▶ [Text passage]:

Human serum albumin is the most abundant protein in plasma, comprising 50% of total plasma protein content. Synthesized exclusively in the liver, it serves multiple important roles throughout the body, including1,2:

Maintaining plasma
colloid osmotic pressure

  •   Provides 70% to 80% of total
      plasma oncotic pressure
  •   Serves as crucial modulator of
      fluid distribution among body

Transporting key substances throughout the body

  •  Cholesterol, fatty acids
  •  Bilirubin
  •  Metal ions
  •  Enzymes
  •  Medication
  •  Toxins

Hypoalbuminemia (a serum albumin concentration of ≤ 3 g/ dL) is common in critically ill patients and is associated with worse outcomes.2 Because of its osmotic effect, most clinical uses of albumin are due to its role as a plasma volume expander. Albumin solutions have been safely and successfully used in critically ill patients for this purpose since the 1940s. Fluid resuscitation is critically important in the management of shock, sepsis, trauma, acute respiratory distress syndrome, and burns. Albumin is also used today due to its capacity to bind and carry other proteins, such as bilirubin.1

See indications for a list of ALBUKED's FDA-approved indications.

▶ [What this exercise asks]:
1. In the text on human serum albumin, what share of total plasma oncotic pressure does albumin provide?
2. Transcribe the albumin text, everything from "Hypoalbuminemia (a serum" down to "ALBUKED's FDA-approved indications.".

▶ [Excerpted records]:
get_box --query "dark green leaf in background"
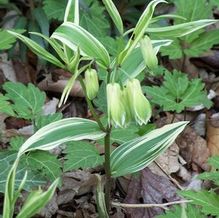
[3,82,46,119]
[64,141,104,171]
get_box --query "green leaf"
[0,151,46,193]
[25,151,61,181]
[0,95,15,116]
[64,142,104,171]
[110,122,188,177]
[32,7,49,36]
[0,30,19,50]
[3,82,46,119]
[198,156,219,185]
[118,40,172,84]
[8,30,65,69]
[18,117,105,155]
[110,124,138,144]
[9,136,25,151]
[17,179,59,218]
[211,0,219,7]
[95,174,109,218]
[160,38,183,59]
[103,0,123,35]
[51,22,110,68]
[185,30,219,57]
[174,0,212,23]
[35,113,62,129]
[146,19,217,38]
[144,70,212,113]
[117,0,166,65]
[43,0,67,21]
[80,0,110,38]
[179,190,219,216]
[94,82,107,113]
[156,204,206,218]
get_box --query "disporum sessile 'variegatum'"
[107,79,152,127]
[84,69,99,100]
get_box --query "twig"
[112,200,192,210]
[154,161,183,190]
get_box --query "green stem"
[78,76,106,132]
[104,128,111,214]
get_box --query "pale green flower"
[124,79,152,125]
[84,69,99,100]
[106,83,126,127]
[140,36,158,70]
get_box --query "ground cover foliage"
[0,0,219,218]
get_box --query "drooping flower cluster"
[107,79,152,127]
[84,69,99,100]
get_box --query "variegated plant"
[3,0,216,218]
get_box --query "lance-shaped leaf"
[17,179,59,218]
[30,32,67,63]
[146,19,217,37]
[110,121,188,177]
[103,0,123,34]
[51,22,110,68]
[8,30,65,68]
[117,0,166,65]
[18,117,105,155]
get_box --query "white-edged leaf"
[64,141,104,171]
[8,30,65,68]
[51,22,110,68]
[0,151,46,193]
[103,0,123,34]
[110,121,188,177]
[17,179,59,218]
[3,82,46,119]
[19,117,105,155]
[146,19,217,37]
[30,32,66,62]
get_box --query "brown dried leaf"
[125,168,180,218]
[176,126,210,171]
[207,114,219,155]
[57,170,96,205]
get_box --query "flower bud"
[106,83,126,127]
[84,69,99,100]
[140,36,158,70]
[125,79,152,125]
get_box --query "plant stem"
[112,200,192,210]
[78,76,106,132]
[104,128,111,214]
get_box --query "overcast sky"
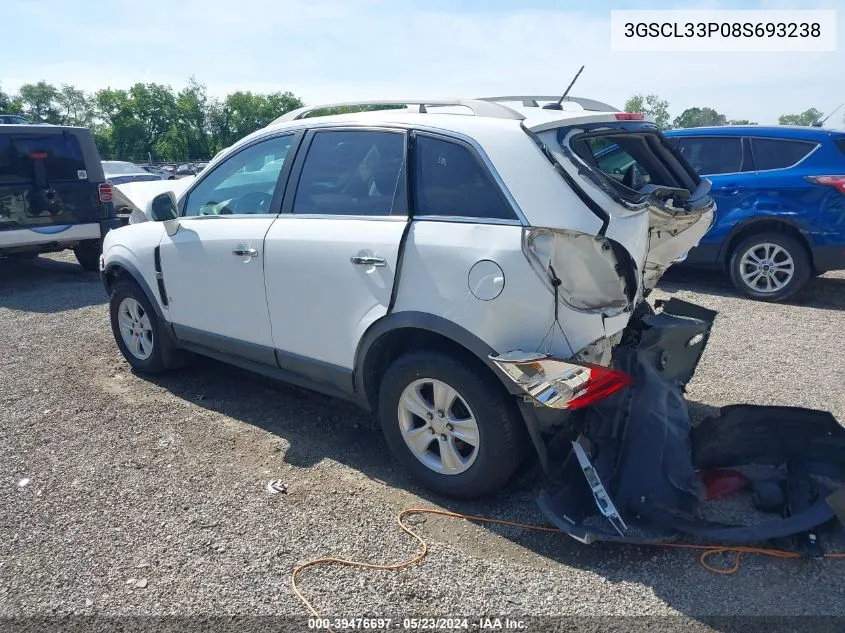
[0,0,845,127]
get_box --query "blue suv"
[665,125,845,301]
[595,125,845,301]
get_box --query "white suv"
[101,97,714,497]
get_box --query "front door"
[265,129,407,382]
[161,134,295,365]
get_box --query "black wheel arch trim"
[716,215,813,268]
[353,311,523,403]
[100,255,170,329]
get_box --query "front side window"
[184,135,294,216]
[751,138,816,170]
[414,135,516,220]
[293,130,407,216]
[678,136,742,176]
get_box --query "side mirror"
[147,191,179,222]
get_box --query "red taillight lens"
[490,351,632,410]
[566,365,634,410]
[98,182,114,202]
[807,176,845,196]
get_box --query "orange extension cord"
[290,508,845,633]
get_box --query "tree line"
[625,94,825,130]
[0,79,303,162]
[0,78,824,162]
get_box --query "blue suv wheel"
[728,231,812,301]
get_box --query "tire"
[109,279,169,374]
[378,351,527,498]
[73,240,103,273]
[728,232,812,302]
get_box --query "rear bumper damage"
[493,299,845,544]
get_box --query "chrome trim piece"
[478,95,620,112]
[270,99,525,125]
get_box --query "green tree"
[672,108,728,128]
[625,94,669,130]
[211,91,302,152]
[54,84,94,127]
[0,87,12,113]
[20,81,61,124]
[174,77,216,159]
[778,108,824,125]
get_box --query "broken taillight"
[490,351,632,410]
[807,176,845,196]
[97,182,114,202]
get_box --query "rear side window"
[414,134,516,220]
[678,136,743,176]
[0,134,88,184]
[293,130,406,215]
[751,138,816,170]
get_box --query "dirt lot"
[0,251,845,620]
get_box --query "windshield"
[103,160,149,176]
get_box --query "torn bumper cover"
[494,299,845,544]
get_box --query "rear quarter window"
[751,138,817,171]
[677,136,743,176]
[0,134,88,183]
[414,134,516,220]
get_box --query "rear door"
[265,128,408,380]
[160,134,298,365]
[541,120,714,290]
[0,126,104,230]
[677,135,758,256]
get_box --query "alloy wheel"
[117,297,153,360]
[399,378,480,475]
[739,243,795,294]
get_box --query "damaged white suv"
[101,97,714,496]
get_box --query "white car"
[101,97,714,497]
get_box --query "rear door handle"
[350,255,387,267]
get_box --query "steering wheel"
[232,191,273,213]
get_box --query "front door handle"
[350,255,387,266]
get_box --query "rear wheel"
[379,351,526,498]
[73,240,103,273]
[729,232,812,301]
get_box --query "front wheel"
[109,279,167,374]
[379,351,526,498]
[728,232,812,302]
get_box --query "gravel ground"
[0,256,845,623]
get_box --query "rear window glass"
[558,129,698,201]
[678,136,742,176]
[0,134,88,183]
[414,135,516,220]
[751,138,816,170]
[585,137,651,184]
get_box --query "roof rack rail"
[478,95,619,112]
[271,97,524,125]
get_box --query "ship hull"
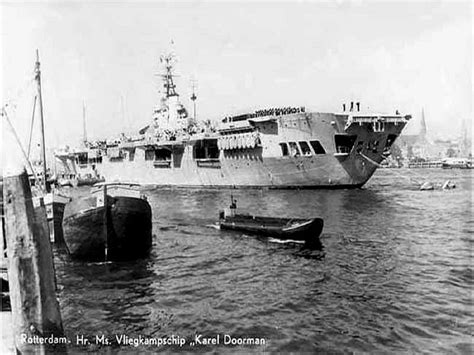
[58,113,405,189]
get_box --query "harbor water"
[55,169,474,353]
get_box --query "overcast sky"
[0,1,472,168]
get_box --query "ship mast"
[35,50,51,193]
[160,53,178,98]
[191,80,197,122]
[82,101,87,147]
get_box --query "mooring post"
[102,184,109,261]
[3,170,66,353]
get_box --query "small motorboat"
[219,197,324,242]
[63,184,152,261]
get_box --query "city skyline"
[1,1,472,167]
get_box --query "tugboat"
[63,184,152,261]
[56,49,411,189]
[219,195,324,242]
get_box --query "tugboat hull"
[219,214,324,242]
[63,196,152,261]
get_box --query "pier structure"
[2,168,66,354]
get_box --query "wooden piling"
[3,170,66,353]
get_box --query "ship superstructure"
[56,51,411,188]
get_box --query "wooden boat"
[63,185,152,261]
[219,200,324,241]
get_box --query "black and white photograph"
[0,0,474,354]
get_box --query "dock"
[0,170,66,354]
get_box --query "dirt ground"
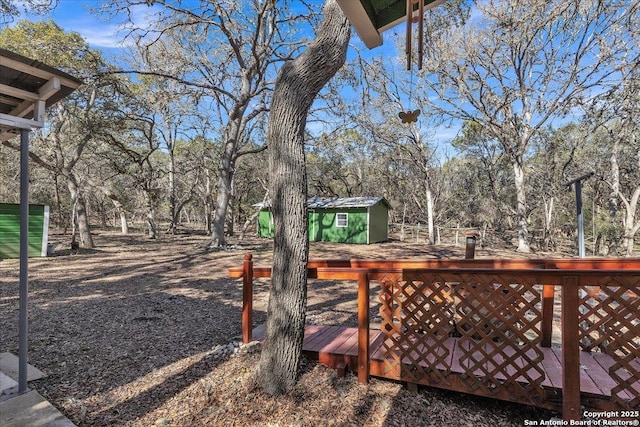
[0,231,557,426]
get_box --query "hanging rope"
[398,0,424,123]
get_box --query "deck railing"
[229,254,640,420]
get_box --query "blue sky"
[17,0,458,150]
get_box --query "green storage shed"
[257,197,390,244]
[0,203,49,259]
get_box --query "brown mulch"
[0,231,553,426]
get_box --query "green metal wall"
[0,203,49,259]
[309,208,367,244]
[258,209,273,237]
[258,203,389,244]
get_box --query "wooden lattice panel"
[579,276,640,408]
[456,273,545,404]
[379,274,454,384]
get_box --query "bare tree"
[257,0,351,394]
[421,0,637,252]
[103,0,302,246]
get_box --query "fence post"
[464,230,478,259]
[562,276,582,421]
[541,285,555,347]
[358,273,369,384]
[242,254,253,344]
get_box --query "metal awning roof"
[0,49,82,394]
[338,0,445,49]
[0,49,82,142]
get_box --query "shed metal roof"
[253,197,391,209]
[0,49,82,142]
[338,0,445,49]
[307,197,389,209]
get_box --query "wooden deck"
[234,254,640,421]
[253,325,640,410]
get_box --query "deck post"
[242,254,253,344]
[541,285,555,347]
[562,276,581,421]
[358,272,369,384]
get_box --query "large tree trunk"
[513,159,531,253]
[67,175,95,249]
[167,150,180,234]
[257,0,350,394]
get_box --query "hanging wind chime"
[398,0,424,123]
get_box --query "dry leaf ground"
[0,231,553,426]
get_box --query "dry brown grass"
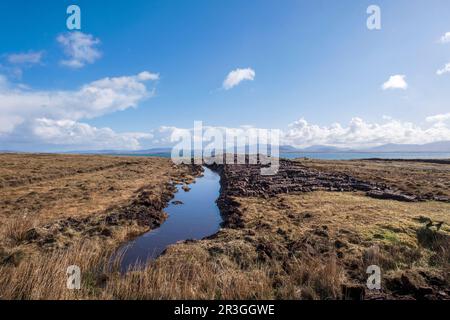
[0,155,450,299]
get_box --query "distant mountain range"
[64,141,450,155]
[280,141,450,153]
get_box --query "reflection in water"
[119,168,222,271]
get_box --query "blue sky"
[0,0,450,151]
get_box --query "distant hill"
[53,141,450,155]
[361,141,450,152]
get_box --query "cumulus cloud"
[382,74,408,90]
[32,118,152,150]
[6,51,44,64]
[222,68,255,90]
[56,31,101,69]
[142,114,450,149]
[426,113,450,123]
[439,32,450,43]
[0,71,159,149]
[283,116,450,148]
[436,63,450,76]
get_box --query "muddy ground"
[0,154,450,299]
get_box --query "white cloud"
---
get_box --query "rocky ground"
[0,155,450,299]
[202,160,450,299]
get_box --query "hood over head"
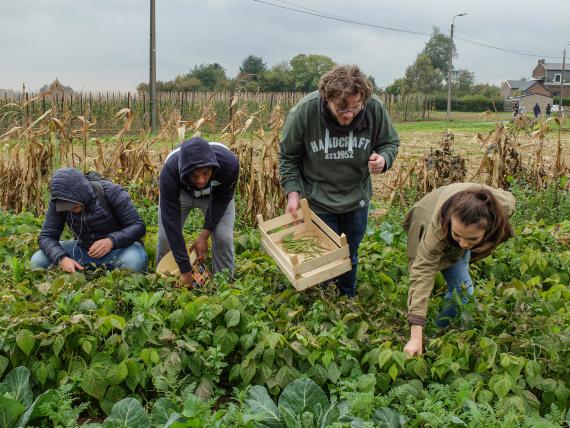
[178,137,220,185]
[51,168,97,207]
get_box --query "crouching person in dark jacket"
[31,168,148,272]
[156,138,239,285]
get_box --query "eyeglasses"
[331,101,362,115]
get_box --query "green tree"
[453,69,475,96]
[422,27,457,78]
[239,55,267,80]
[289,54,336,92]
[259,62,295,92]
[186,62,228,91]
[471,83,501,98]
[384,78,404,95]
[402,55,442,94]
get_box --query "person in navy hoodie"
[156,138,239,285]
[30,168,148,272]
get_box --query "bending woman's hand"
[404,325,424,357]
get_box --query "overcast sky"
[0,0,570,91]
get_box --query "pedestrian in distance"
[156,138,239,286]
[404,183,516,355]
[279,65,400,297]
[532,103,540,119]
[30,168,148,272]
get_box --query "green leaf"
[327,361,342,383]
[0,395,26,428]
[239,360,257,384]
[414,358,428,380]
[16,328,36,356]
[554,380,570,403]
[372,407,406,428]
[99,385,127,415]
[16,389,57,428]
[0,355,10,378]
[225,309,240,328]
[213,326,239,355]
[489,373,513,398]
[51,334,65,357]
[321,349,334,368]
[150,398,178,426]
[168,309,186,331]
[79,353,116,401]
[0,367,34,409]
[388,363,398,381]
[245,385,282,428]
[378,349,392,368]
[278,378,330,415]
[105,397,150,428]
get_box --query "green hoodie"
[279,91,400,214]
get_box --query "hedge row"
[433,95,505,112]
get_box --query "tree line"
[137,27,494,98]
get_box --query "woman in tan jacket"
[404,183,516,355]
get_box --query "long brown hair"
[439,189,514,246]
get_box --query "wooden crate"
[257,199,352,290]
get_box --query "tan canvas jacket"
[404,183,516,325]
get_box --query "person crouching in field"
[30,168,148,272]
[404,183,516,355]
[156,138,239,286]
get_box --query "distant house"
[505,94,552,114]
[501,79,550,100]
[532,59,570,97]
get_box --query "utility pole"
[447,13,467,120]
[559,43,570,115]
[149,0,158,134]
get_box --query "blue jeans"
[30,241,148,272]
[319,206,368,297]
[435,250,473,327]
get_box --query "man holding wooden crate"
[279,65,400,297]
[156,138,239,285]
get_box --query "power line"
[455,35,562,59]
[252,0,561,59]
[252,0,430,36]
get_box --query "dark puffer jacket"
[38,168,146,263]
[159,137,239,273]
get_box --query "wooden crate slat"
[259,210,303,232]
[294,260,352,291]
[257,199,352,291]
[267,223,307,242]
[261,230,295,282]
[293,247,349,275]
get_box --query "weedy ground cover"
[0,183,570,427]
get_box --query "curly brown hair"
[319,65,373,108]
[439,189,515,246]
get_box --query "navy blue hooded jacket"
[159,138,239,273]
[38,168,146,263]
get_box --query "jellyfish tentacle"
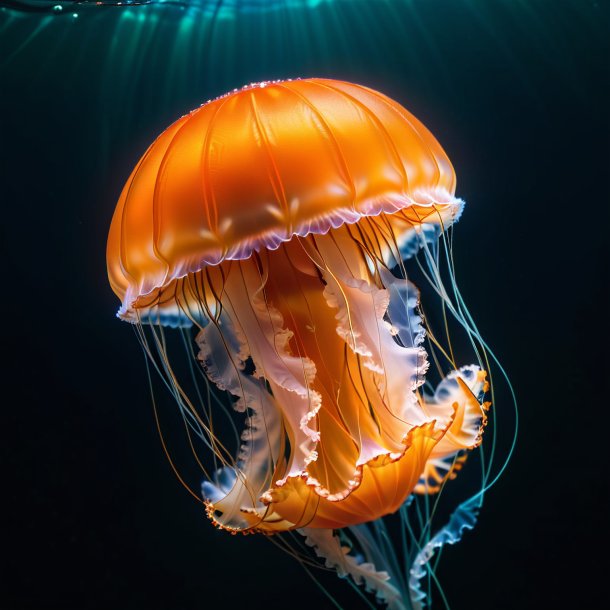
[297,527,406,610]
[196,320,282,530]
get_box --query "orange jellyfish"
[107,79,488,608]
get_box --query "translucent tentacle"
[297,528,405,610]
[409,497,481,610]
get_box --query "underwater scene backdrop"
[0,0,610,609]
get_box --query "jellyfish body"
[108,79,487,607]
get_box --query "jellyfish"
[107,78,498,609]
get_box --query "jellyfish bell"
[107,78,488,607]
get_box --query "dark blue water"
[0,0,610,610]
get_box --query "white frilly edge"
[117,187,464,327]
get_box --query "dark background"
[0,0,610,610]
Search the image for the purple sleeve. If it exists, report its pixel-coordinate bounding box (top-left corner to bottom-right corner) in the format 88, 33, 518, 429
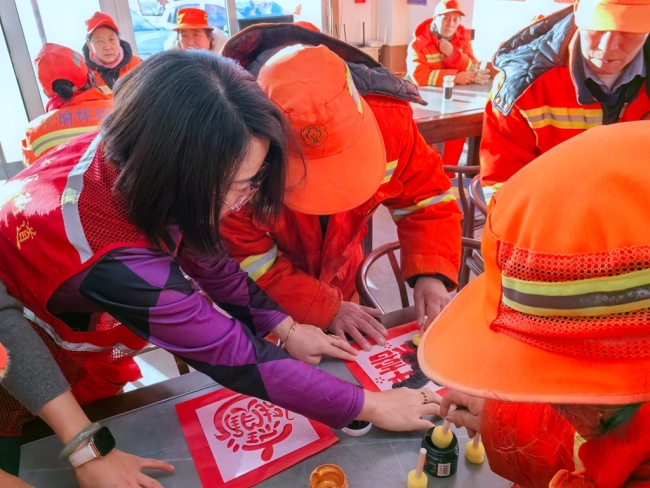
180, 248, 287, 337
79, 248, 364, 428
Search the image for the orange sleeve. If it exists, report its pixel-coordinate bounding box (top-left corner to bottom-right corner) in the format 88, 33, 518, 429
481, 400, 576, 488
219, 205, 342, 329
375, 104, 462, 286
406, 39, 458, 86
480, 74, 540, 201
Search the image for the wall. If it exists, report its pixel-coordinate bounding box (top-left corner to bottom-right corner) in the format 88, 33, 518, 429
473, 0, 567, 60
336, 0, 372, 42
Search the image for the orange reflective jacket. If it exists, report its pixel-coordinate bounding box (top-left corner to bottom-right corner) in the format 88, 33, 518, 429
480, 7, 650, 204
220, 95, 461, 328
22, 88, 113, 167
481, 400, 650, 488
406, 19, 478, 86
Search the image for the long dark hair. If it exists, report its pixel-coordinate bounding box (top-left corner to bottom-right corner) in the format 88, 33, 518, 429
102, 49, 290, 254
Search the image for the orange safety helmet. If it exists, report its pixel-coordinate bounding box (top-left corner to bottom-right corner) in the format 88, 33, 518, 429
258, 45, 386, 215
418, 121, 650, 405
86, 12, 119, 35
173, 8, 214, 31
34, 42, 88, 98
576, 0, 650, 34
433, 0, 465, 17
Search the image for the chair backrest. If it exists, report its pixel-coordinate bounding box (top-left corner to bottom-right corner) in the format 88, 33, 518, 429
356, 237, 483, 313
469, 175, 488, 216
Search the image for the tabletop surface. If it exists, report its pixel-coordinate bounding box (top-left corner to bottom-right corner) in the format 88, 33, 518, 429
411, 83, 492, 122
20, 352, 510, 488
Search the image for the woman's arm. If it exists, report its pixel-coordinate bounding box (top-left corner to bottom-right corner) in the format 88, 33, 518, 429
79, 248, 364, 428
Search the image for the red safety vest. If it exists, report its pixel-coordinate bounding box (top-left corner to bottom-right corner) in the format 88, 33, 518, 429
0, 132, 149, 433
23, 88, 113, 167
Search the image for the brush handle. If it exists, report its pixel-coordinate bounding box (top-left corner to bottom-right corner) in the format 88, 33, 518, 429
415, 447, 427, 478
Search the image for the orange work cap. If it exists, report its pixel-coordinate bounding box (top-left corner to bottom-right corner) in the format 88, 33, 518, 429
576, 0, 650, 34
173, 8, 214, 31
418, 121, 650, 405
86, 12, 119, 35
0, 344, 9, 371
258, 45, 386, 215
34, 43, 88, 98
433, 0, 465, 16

▶ [Your written answers]:
1. 70% to 80%

2.
Hypoalbuminemia (a serum albumin concentration of ≤ 3 g/ dL) is common in critically ill patients and is associated with worse outcomes.2 Because of its osmotic effect, most clinical uses of albumin are due to its role as a plasma volume expander. Albumin solutions have been safely and successfully used in critically ill patients for this purpose since the 1940s. Fluid resuscitation is critically important in the management of shock, sepsis, trauma, acute respiratory distress syndrome, and burns. Albumin is also used today due to its capacity to bind and carry other proteins, such as bilirubin.1

See indications for a list of ALBUKED's FDA-approved indications.